The moment he said "everything is so political nowadays" I knew immediately where the conversation was heading.
Unless you actually know what insane shit she has been saying, the dude was so god damn vague about the exact statements she has made that if you didn't know any better it would seem like the "hate" she gets is unwarranted.
He brings up how the boycott of the recent wizard game was a failure and is "sad how no one can have an opinion anymore" and I'm like huh ????
Not ONCE does he bring up the word "transphobic" but only relies on calling the things she had said "opinions".
His language was so deceptive and frankly cowardly so he could manage to stay "neutral" in a way of which his audience would praise and applaud him for.
Let's not take into account of how her "opinions" are advocating for actual death of a group of people.
And to act as if people who are rightfully upset over the continuous support of a women who funds for such hateful groups as just the biproduct of cancel culture is insane to me.
Ofc the only comment below the video which brings up how the dude kept downplaying her hatred towards Trans ppl as just her "opinions" got the response of "imagine getting cancelled for believing in biology".

• Listed entries
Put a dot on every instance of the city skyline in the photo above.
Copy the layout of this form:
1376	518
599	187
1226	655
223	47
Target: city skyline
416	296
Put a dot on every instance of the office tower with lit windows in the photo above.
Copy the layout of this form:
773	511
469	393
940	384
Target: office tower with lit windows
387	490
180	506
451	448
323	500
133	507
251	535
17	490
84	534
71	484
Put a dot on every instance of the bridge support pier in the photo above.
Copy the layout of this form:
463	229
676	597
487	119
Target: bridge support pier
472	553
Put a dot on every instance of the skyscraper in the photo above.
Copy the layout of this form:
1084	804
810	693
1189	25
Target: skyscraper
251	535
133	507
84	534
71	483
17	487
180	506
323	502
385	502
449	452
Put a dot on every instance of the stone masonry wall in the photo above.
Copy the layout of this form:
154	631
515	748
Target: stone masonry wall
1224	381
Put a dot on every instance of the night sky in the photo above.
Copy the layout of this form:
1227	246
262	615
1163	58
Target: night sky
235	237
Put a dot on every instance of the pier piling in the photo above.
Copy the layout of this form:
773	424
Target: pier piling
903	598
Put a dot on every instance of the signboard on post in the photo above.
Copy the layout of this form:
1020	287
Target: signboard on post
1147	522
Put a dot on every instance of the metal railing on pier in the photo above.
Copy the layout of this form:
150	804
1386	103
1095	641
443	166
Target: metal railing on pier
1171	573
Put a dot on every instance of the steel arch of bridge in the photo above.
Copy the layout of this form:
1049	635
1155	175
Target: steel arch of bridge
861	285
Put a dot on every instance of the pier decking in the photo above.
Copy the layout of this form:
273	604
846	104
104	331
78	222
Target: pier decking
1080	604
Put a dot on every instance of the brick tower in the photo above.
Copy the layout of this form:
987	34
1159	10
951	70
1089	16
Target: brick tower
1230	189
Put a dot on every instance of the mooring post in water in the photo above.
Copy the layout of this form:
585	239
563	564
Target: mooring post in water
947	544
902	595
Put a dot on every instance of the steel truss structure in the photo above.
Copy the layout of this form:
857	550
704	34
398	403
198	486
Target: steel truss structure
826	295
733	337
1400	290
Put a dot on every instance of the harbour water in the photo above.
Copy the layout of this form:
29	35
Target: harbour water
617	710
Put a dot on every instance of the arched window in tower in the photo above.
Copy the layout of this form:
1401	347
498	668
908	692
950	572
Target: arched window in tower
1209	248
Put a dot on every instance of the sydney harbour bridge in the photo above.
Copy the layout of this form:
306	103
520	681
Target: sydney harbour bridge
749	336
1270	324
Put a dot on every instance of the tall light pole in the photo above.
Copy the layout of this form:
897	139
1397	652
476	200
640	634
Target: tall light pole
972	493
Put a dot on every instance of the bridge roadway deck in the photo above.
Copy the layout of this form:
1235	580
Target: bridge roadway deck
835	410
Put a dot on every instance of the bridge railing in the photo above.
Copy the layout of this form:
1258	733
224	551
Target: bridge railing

• Your task
Transcribe the part of the post about the video above, between "Not ONCE does" and "group of people.", inclusive.

• Answer to this problem
Not ONCE does he bring up the word "transphobic" but only relies on calling the things she had said "opinions".
His language was so deceptive and frankly cowardly so he could manage to stay "neutral" in a way of which his audience would praise and applaud him for.
Let's not take into account of how her "opinions" are advocating for actual death of a group of people.